Coordinate annotation entries
--- --- ---

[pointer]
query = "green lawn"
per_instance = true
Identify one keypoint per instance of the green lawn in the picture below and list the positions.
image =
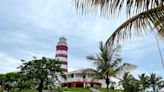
(104, 90)
(77, 89)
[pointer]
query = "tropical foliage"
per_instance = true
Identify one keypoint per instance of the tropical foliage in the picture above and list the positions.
(108, 63)
(131, 84)
(155, 82)
(143, 15)
(44, 71)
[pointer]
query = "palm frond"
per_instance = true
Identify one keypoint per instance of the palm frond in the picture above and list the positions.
(139, 25)
(109, 7)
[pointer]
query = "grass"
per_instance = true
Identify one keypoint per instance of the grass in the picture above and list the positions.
(77, 89)
(104, 90)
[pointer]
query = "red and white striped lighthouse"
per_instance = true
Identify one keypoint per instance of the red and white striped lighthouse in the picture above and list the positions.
(61, 52)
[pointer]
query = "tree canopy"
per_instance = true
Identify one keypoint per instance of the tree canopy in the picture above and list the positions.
(43, 71)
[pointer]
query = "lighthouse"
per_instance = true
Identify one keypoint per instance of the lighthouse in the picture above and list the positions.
(61, 53)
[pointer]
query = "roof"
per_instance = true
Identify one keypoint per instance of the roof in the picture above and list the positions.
(88, 70)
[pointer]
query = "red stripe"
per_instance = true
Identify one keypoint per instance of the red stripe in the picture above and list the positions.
(64, 62)
(61, 55)
(61, 47)
(79, 82)
(65, 70)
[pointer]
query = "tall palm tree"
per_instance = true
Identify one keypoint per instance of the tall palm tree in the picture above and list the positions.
(155, 81)
(129, 83)
(144, 81)
(108, 63)
(143, 15)
(85, 73)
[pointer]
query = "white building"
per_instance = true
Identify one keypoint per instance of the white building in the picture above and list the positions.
(74, 78)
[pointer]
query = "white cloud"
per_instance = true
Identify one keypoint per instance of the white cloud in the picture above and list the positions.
(8, 64)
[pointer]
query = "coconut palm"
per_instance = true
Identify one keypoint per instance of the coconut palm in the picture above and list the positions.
(129, 83)
(155, 81)
(108, 63)
(85, 73)
(148, 14)
(144, 81)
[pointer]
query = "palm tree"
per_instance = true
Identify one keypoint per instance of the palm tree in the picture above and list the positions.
(108, 63)
(85, 73)
(144, 81)
(155, 81)
(129, 83)
(148, 14)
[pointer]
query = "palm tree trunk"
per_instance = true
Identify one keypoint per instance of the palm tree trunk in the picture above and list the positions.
(107, 83)
(154, 88)
(40, 86)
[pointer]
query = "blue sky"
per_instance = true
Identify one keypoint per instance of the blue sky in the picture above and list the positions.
(32, 28)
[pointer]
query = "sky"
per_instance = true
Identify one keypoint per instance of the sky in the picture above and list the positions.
(32, 28)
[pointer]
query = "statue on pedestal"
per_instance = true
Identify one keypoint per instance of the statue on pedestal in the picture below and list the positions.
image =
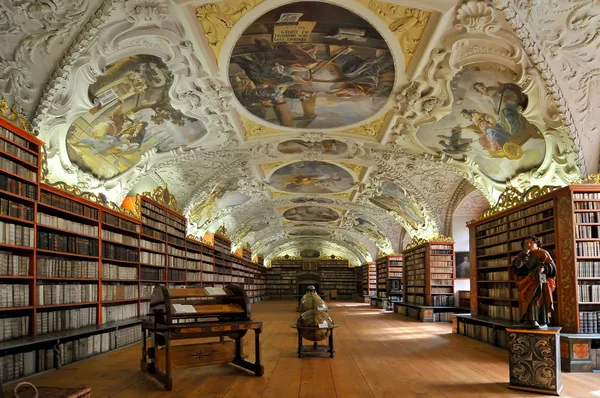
(535, 272)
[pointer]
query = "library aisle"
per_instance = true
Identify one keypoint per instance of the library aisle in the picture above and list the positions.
(378, 354)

--- --- ---

# YOUR GOAL:
Extract each line of the material above that contains the string "building". Matching is case-sensitive.

# OUTPUT FOR THIS EXERCISE:
query = "white building"
Identify one keypoint per instance of the white building in the picture above and list the positions.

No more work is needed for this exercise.